Excerpted text:
It used to be that the main sources of credible and allegedly reliable political information came from the major big city newspapers, the three major TV networks, the two major news magazines and, more recently, the two competing cable channels CNN and Fox. I do not wish to denigrate newspapers and television in other markets throughout the country, but most people will acknowledge that the lion's share of influence came from the sources I have cited.
By far the movers and shakers of the political world pored over the New York Times and the Washington Post as the bibles of the wise world view, the quintessential oxygen of the zeitgeist.
The mighty Washington Post had the power to bring down Presidents, and the newspaper of record, the old grey lady, the New York Times was the major news source with the clout to seed every important major media in America and, arguably, the planet.
Staffed by a dominant cadre recruited from the elite feeder colleges, Harvard, Yale, Princeton, Dartmouth, Columbia and others that could be shoehorned into that category, the major "elite" media became a kind of branch of this closed shop of contemporary academic orthodoxy and entitlement. Like ethnic groups who felt more comfortable in their neighborhoods with similar neighbors, the so-called major media became more comfortable with their own kind, those educated in these colleges and universities underline once again the old birds of a feather cliché.
It became true of all power clusters in America, from Wall Street to law and other major wealth producing occupations that an Ivy League old school tie was and, arguably, still is the major gateway to fame and fortune. As an aside, one cannot fail to mention that those recruited from the business schools of these great institutions led the disastrous charge on Wall Street that heroically bugled us all over the cliff into the greatest American financial debacle of all time.

Instruction:
Copy word for word the passage of the essay on elite news media that begins with the words "By far the movers" and ends with "arguably, the planet.".

Items:
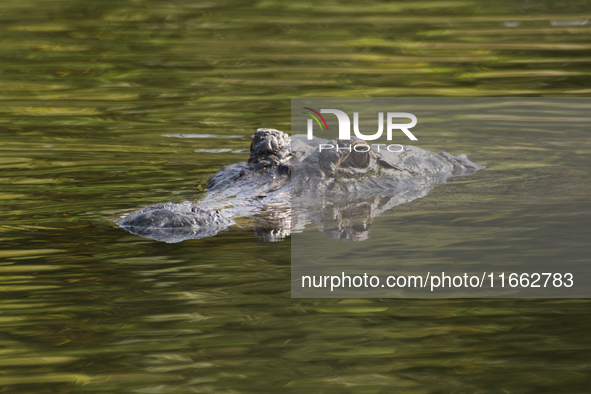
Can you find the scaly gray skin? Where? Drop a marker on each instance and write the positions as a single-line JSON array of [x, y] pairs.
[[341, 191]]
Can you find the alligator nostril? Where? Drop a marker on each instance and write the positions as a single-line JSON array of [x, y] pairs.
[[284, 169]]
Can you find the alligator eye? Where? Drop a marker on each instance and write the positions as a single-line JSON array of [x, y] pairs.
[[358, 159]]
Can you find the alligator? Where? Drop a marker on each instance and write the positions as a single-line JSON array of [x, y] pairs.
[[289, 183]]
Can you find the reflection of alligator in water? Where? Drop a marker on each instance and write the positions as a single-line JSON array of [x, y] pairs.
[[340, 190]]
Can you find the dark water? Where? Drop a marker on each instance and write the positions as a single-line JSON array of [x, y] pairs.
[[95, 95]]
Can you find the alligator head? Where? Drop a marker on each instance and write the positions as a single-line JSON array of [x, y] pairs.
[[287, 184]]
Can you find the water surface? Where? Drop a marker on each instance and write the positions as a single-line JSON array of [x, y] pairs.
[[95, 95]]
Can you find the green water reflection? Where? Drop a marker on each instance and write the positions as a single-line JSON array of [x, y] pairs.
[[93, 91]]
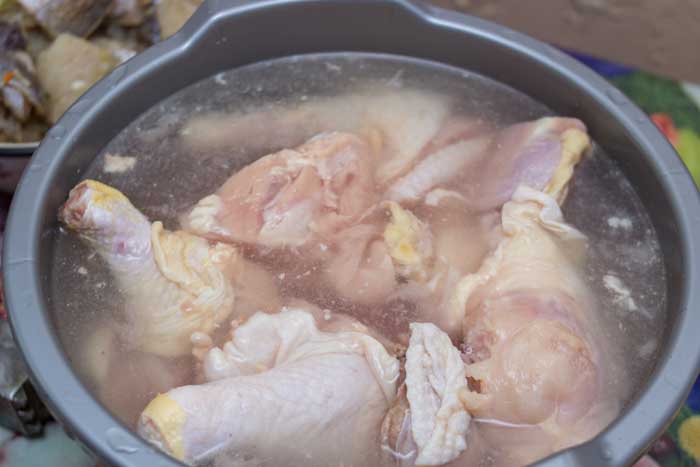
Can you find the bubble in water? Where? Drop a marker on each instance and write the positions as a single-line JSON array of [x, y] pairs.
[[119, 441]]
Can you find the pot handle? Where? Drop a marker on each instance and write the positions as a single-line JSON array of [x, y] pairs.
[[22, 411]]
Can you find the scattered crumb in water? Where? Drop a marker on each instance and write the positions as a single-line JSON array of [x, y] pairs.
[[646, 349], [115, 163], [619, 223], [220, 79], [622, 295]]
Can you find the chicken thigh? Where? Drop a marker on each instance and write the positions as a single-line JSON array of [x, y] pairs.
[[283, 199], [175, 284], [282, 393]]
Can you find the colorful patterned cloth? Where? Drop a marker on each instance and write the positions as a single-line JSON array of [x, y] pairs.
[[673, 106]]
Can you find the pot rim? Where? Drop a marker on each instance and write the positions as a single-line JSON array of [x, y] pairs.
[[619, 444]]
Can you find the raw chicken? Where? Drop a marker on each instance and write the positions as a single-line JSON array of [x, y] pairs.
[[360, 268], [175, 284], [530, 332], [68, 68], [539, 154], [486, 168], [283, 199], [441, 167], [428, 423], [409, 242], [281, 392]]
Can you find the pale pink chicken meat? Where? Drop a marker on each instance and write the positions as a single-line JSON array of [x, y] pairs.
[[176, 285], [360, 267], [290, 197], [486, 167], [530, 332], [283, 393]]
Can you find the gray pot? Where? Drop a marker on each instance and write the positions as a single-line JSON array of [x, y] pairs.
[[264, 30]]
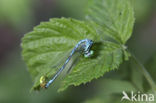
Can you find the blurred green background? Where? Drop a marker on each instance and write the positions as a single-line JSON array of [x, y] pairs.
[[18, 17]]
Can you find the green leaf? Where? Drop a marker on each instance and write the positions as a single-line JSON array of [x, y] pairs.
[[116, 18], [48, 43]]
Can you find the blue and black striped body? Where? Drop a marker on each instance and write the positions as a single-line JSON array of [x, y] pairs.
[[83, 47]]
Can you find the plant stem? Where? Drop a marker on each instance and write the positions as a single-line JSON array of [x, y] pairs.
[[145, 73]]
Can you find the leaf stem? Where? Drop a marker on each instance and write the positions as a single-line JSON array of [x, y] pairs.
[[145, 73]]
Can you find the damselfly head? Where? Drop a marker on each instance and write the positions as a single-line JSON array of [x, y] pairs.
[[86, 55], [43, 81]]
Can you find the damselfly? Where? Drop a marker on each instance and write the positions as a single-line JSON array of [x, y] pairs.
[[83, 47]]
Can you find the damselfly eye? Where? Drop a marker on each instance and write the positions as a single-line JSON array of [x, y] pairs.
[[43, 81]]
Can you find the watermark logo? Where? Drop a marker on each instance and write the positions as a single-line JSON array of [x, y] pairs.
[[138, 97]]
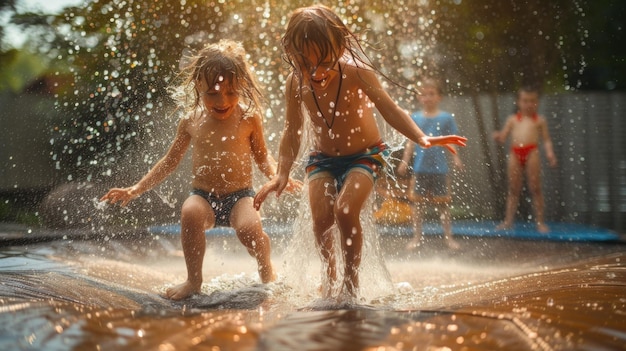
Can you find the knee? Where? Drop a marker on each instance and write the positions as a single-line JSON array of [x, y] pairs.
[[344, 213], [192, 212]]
...
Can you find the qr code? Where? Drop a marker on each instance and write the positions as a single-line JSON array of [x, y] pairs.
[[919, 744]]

Final result:
By far the movers and shakers of the political world pored over the New York Times and the Washington Post as the bibles of the wise world view, the quintessential oxygen of the zeitgeist.
The mighty Washington Post had the power to bring down Presidents, and the newspaper of record, the old grey lady, the New York Times was the major news source with the clout to seed every important major media in America and, arguably, the planet.